The problem: Pick out and copy every line of the records below that contains the word "aircraft". Match case exactly.

Entries supplied:
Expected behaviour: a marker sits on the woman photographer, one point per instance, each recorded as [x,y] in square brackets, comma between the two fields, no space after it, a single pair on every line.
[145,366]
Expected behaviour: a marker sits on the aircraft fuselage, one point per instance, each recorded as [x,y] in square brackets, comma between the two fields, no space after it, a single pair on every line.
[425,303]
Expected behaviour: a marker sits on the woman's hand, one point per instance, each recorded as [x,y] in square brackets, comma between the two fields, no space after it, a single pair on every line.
--
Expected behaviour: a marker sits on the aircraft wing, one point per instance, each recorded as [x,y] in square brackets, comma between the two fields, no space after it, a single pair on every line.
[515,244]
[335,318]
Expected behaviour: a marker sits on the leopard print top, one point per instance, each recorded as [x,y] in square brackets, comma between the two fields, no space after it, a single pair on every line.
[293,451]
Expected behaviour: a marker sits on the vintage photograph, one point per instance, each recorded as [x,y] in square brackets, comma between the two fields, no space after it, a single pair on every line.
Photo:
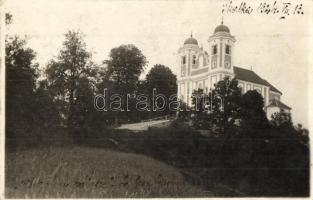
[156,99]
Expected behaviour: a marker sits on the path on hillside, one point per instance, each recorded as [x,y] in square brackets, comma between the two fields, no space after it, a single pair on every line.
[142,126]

The solution:
Expected behaviour: a marker sits on the aircraft fuselage, one point per instance, each recorded as [x,y] in square brackets, comma between the two fields, no space after it, a single pair on every line.
Expected behaviour: a marker sits on the aircraft wing, one point per instance, each recorded as [x,y] in square brackets, comma between the two fields, no space after it, a single pair on every line.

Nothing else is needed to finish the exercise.